WHAT TO PRODUCE – Can you copy the passage of the Microsoft reflection from "Certainly, I learned" to "strings of code." word for word?

EXTRACT TO READ –
___

It is why we know that murder is always wrong. Or that Microsoft is evil while Google isn't. Or that banning same-sex marriages is the will of the Almighty. Or that JavaScript programmers aren't real programmers. Or that the right to bear arms is at the root of violent crimes. Or that ______ is smart/good/wise/credible/trustworthy and ______ isn't. Or that racism or sexism don't exist. Or that Instagram made a deal with the devil. Or that some of us are born into a lower caste than others. Or that Apple is perfect.
Our list of views is endless, and what's more is that for every view we hold, there's someone who holds an opposing view with the same level of conviction. And collectively, our views cancel out and we fail the Sally-Anne test much like our toddler selves: a hypothesis that may as well be a binding law of physics at this point thanks to the work of folks like Dan Ariely and many before him.
So where does this leave us? Actually, where does this leave me in relation to my most important takeaway from 10,000 hours spent at Microsoft? OK, I'll spit it out now.
Certainly, I learned a tremendous amount about how (and how not to) design, build, ship, and market software products. If my Work page is any indication, I acquired a boatload of new skills and got to practice honing others. But I got much of that at Amazon, too, and it's something one would expect from most decent jobs. What was different is that — through the sheer act of finding a voice at a controversial company like Microsoft with millions of customers, fans, and critics — I stumbled upon the most important aspect of building products: people. And not in that awfully tired way repeated by folks who talk about how "it's all about the people" but never really practice it. I realized it in the kind of way that I can only compare to the final scene of the Matrix where Neo sees the agents as strings of code.
This is not to say that I can fly around the Matrix and bend will. Rather, it's that I can see and understand things that escaped me years ago when I was at Amazon. I was convinced of the causes that led to the failures of Unbox. But in hindsight, they were merely symptoms of other, more elusive root causes. Now, if my old self were here, he'd say, "Of course they were symptoms. The real problem has always been the people." But he'd say it in that awfully tired "people are the source of the problem because they are evil or stupid or both" way.

___

ENTRIES PROVIDED –
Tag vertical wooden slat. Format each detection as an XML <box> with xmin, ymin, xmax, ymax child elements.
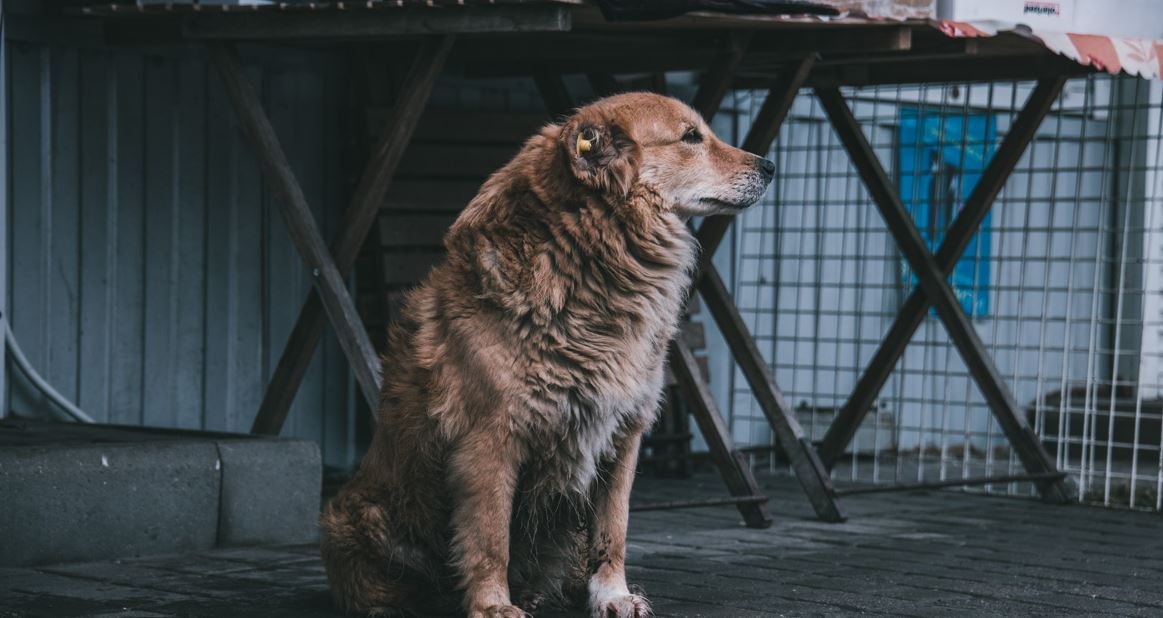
<box><xmin>174</xmin><ymin>57</ymin><xmax>207</xmax><ymax>429</ymax></box>
<box><xmin>318</xmin><ymin>56</ymin><xmax>348</xmax><ymax>468</ymax></box>
<box><xmin>109</xmin><ymin>54</ymin><xmax>145</xmax><ymax>425</ymax></box>
<box><xmin>202</xmin><ymin>60</ymin><xmax>234</xmax><ymax>431</ymax></box>
<box><xmin>76</xmin><ymin>54</ymin><xmax>117</xmax><ymax>422</ymax></box>
<box><xmin>0</xmin><ymin>2</ymin><xmax>12</xmax><ymax>419</ymax></box>
<box><xmin>41</xmin><ymin>49</ymin><xmax>80</xmax><ymax>402</ymax></box>
<box><xmin>142</xmin><ymin>57</ymin><xmax>180</xmax><ymax>427</ymax></box>
<box><xmin>7</xmin><ymin>44</ymin><xmax>49</xmax><ymax>412</ymax></box>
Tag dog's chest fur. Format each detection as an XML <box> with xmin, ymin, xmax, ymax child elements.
<box><xmin>511</xmin><ymin>206</ymin><xmax>694</xmax><ymax>496</ymax></box>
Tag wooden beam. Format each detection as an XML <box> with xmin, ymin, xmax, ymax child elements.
<box><xmin>691</xmin><ymin>31</ymin><xmax>751</xmax><ymax>122</ymax></box>
<box><xmin>815</xmin><ymin>87</ymin><xmax>1073</xmax><ymax>504</ymax></box>
<box><xmin>695</xmin><ymin>55</ymin><xmax>815</xmax><ymax>277</ymax></box>
<box><xmin>585</xmin><ymin>71</ymin><xmax>622</xmax><ymax>99</ymax></box>
<box><xmin>250</xmin><ymin>35</ymin><xmax>454</xmax><ymax>435</ymax></box>
<box><xmin>533</xmin><ymin>71</ymin><xmax>573</xmax><ymax>119</ymax></box>
<box><xmin>819</xmin><ymin>78</ymin><xmax>1065</xmax><ymax>469</ymax></box>
<box><xmin>699</xmin><ymin>267</ymin><xmax>844</xmax><ymax>523</ymax></box>
<box><xmin>181</xmin><ymin>5</ymin><xmax>571</xmax><ymax>41</ymax></box>
<box><xmin>211</xmin><ymin>43</ymin><xmax>380</xmax><ymax>410</ymax></box>
<box><xmin>670</xmin><ymin>340</ymin><xmax>771</xmax><ymax>528</ymax></box>
<box><xmin>800</xmin><ymin>51</ymin><xmax>1096</xmax><ymax>87</ymax></box>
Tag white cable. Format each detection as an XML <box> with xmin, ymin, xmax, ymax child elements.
<box><xmin>3</xmin><ymin>320</ymin><xmax>97</xmax><ymax>422</ymax></box>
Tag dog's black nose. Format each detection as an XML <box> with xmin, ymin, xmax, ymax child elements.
<box><xmin>757</xmin><ymin>158</ymin><xmax>776</xmax><ymax>176</ymax></box>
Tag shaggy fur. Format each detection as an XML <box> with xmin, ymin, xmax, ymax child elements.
<box><xmin>322</xmin><ymin>93</ymin><xmax>773</xmax><ymax>618</ymax></box>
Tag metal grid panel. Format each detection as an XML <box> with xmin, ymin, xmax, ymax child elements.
<box><xmin>727</xmin><ymin>76</ymin><xmax>1163</xmax><ymax>510</ymax></box>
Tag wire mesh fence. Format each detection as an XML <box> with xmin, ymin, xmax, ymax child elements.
<box><xmin>720</xmin><ymin>76</ymin><xmax>1163</xmax><ymax>510</ymax></box>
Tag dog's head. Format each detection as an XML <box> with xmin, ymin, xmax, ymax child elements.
<box><xmin>559</xmin><ymin>92</ymin><xmax>775</xmax><ymax>216</ymax></box>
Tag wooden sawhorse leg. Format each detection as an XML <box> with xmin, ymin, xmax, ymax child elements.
<box><xmin>679</xmin><ymin>57</ymin><xmax>844</xmax><ymax>523</ymax></box>
<box><xmin>212</xmin><ymin>35</ymin><xmax>454</xmax><ymax>435</ymax></box>
<box><xmin>816</xmin><ymin>78</ymin><xmax>1073</xmax><ymax>503</ymax></box>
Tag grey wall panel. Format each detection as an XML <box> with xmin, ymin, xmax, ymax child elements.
<box><xmin>6</xmin><ymin>43</ymin><xmax>355</xmax><ymax>464</ymax></box>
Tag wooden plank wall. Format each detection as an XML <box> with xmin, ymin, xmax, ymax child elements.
<box><xmin>5</xmin><ymin>43</ymin><xmax>355</xmax><ymax>466</ymax></box>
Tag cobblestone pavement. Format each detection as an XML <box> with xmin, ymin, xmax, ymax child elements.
<box><xmin>0</xmin><ymin>475</ymin><xmax>1163</xmax><ymax>618</ymax></box>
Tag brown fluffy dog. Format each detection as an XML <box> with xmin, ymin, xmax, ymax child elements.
<box><xmin>322</xmin><ymin>93</ymin><xmax>775</xmax><ymax>618</ymax></box>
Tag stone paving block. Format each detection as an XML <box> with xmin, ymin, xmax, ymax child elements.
<box><xmin>0</xmin><ymin>442</ymin><xmax>220</xmax><ymax>566</ymax></box>
<box><xmin>217</xmin><ymin>440</ymin><xmax>323</xmax><ymax>546</ymax></box>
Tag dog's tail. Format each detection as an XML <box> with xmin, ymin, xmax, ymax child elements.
<box><xmin>320</xmin><ymin>491</ymin><xmax>455</xmax><ymax>617</ymax></box>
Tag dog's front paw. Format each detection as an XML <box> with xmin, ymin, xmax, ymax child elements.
<box><xmin>469</xmin><ymin>605</ymin><xmax>530</xmax><ymax>618</ymax></box>
<box><xmin>591</xmin><ymin>595</ymin><xmax>654</xmax><ymax>618</ymax></box>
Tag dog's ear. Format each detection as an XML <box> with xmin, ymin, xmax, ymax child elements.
<box><xmin>561</xmin><ymin>118</ymin><xmax>638</xmax><ymax>198</ymax></box>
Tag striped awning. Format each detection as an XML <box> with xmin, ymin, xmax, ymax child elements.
<box><xmin>939</xmin><ymin>21</ymin><xmax>1163</xmax><ymax>79</ymax></box>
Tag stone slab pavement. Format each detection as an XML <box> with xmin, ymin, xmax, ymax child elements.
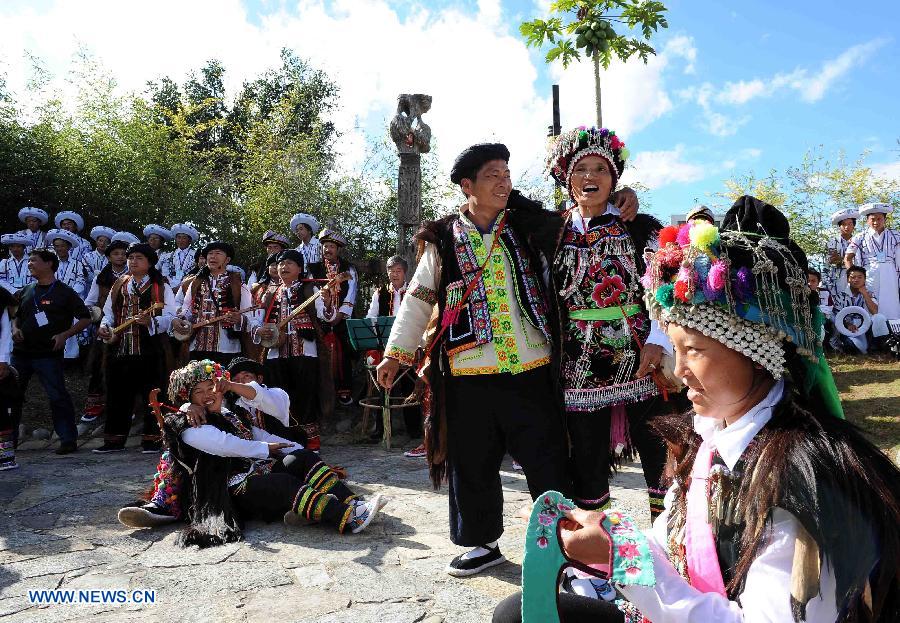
<box><xmin>0</xmin><ymin>444</ymin><xmax>649</xmax><ymax>623</ymax></box>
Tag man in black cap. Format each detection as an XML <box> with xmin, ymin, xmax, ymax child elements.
<box><xmin>378</xmin><ymin>144</ymin><xmax>636</xmax><ymax>577</ymax></box>
<box><xmin>81</xmin><ymin>240</ymin><xmax>128</xmax><ymax>424</ymax></box>
<box><xmin>251</xmin><ymin>249</ymin><xmax>325</xmax><ymax>450</ymax></box>
<box><xmin>173</xmin><ymin>240</ymin><xmax>251</xmax><ymax>365</ymax></box>
<box><xmin>94</xmin><ymin>242</ymin><xmax>176</xmax><ymax>454</ymax></box>
<box><xmin>10</xmin><ymin>249</ymin><xmax>91</xmax><ymax>454</ymax></box>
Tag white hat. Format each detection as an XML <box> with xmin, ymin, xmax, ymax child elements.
<box><xmin>831</xmin><ymin>208</ymin><xmax>859</xmax><ymax>225</ymax></box>
<box><xmin>44</xmin><ymin>229</ymin><xmax>81</xmax><ymax>249</ymax></box>
<box><xmin>91</xmin><ymin>225</ymin><xmax>116</xmax><ymax>242</ymax></box>
<box><xmin>144</xmin><ymin>223</ymin><xmax>175</xmax><ymax>240</ymax></box>
<box><xmin>0</xmin><ymin>234</ymin><xmax>31</xmax><ymax>247</ymax></box>
<box><xmin>319</xmin><ymin>227</ymin><xmax>347</xmax><ymax>247</ymax></box>
<box><xmin>291</xmin><ymin>212</ymin><xmax>319</xmax><ymax>236</ymax></box>
<box><xmin>172</xmin><ymin>223</ymin><xmax>200</xmax><ymax>243</ymax></box>
<box><xmin>859</xmin><ymin>203</ymin><xmax>894</xmax><ymax>216</ymax></box>
<box><xmin>225</xmin><ymin>264</ymin><xmax>247</xmax><ymax>281</ymax></box>
<box><xmin>53</xmin><ymin>210</ymin><xmax>84</xmax><ymax>231</ymax></box>
<box><xmin>19</xmin><ymin>207</ymin><xmax>50</xmax><ymax>225</ymax></box>
<box><xmin>110</xmin><ymin>231</ymin><xmax>141</xmax><ymax>244</ymax></box>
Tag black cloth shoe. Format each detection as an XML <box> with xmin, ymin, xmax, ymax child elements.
<box><xmin>92</xmin><ymin>441</ymin><xmax>125</xmax><ymax>454</ymax></box>
<box><xmin>446</xmin><ymin>545</ymin><xmax>506</xmax><ymax>578</ymax></box>
<box><xmin>56</xmin><ymin>441</ymin><xmax>78</xmax><ymax>454</ymax></box>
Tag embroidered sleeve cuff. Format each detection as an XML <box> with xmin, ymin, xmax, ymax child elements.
<box><xmin>409</xmin><ymin>281</ymin><xmax>437</xmax><ymax>305</ymax></box>
<box><xmin>384</xmin><ymin>346</ymin><xmax>416</xmax><ymax>366</ymax></box>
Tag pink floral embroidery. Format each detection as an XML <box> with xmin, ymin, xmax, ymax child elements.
<box><xmin>619</xmin><ymin>543</ymin><xmax>640</xmax><ymax>558</ymax></box>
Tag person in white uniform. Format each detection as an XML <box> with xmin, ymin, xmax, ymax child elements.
<box><xmin>494</xmin><ymin>197</ymin><xmax>900</xmax><ymax>623</ymax></box>
<box><xmin>844</xmin><ymin>203</ymin><xmax>900</xmax><ymax>321</ymax></box>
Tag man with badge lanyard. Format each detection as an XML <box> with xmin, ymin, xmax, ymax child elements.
<box><xmin>53</xmin><ymin>210</ymin><xmax>93</xmax><ymax>265</ymax></box>
<box><xmin>45</xmin><ymin>229</ymin><xmax>87</xmax><ymax>359</ymax></box>
<box><xmin>16</xmin><ymin>207</ymin><xmax>50</xmax><ymax>253</ymax></box>
<box><xmin>173</xmin><ymin>240</ymin><xmax>251</xmax><ymax>366</ymax></box>
<box><xmin>81</xmin><ymin>225</ymin><xmax>116</xmax><ymax>283</ymax></box>
<box><xmin>10</xmin><ymin>249</ymin><xmax>91</xmax><ymax>454</ymax></box>
<box><xmin>825</xmin><ymin>207</ymin><xmax>859</xmax><ymax>298</ymax></box>
<box><xmin>0</xmin><ymin>234</ymin><xmax>34</xmax><ymax>294</ymax></box>
<box><xmin>158</xmin><ymin>223</ymin><xmax>200</xmax><ymax>290</ymax></box>
<box><xmin>844</xmin><ymin>203</ymin><xmax>900</xmax><ymax>321</ymax></box>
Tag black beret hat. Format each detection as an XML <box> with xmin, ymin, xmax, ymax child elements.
<box><xmin>125</xmin><ymin>242</ymin><xmax>159</xmax><ymax>266</ymax></box>
<box><xmin>450</xmin><ymin>143</ymin><xmax>509</xmax><ymax>184</ymax></box>
<box><xmin>200</xmin><ymin>240</ymin><xmax>234</xmax><ymax>260</ymax></box>
<box><xmin>278</xmin><ymin>249</ymin><xmax>305</xmax><ymax>272</ymax></box>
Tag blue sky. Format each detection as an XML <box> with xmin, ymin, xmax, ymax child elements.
<box><xmin>0</xmin><ymin>0</ymin><xmax>900</xmax><ymax>215</ymax></box>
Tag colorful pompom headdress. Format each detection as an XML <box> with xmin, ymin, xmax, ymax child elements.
<box><xmin>169</xmin><ymin>359</ymin><xmax>227</xmax><ymax>402</ymax></box>
<box><xmin>642</xmin><ymin>196</ymin><xmax>840</xmax><ymax>420</ymax></box>
<box><xmin>547</xmin><ymin>126</ymin><xmax>629</xmax><ymax>190</ymax></box>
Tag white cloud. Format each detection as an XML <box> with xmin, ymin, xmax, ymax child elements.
<box><xmin>551</xmin><ymin>35</ymin><xmax>696</xmax><ymax>142</ymax></box>
<box><xmin>677</xmin><ymin>39</ymin><xmax>887</xmax><ymax>137</ymax></box>
<box><xmin>623</xmin><ymin>145</ymin><xmax>708</xmax><ymax>190</ymax></box>
<box><xmin>872</xmin><ymin>162</ymin><xmax>900</xmax><ymax>182</ymax></box>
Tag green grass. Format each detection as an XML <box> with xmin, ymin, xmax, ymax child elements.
<box><xmin>828</xmin><ymin>355</ymin><xmax>900</xmax><ymax>456</ymax></box>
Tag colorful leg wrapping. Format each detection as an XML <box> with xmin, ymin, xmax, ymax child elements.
<box><xmin>0</xmin><ymin>429</ymin><xmax>16</xmax><ymax>467</ymax></box>
<box><xmin>306</xmin><ymin>461</ymin><xmax>359</xmax><ymax>504</ymax></box>
<box><xmin>647</xmin><ymin>489</ymin><xmax>666</xmax><ymax>522</ymax></box>
<box><xmin>291</xmin><ymin>485</ymin><xmax>353</xmax><ymax>533</ymax></box>
<box><xmin>150</xmin><ymin>450</ymin><xmax>181</xmax><ymax>518</ymax></box>
<box><xmin>575</xmin><ymin>491</ymin><xmax>611</xmax><ymax>511</ymax></box>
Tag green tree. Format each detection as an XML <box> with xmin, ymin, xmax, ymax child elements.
<box><xmin>519</xmin><ymin>0</ymin><xmax>669</xmax><ymax>128</ymax></box>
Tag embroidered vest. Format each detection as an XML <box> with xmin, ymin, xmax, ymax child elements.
<box><xmin>436</xmin><ymin>215</ymin><xmax>551</xmax><ymax>354</ymax></box>
<box><xmin>109</xmin><ymin>275</ymin><xmax>164</xmax><ymax>357</ymax></box>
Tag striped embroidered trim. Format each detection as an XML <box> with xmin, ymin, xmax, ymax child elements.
<box><xmin>409</xmin><ymin>281</ymin><xmax>437</xmax><ymax>305</ymax></box>
<box><xmin>564</xmin><ymin>376</ymin><xmax>659</xmax><ymax>412</ymax></box>
<box><xmin>450</xmin><ymin>357</ymin><xmax>550</xmax><ymax>376</ymax></box>
<box><xmin>338</xmin><ymin>504</ymin><xmax>355</xmax><ymax>534</ymax></box>
<box><xmin>384</xmin><ymin>346</ymin><xmax>416</xmax><ymax>366</ymax></box>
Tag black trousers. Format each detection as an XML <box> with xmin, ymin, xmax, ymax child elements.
<box><xmin>491</xmin><ymin>592</ymin><xmax>625</xmax><ymax>623</ymax></box>
<box><xmin>447</xmin><ymin>366</ymin><xmax>571</xmax><ymax>547</ymax></box>
<box><xmin>566</xmin><ymin>396</ymin><xmax>668</xmax><ymax>514</ymax></box>
<box><xmin>265</xmin><ymin>357</ymin><xmax>321</xmax><ymax>424</ymax></box>
<box><xmin>232</xmin><ymin>450</ymin><xmax>353</xmax><ymax>523</ymax></box>
<box><xmin>103</xmin><ymin>348</ymin><xmax>166</xmax><ymax>443</ymax></box>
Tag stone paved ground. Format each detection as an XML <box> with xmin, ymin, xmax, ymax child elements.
<box><xmin>0</xmin><ymin>440</ymin><xmax>648</xmax><ymax>623</ymax></box>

___

RESULT BELOW –
Certainly, I learned a tremendous amount about how (and how not to) design, build, ship, and market software products. If my Work page is any indication, I acquired a boatload of new skills and got to practice honing others. But I got much of that at Amazon, too, and it's something one would expect from most decent jobs. What was different is that — through the sheer act of finding a voice at a controversial company like Microsoft with millions of customers, fans, and critics — I stumbled upon the most important aspect of building products: people. And not in that awfully tired way repeated by folks who talk about how "it's all about the people" but never really practice it. I realized it in the kind of way that I can only compare to the final scene of the Matrix where Neo sees the agents as strings of code.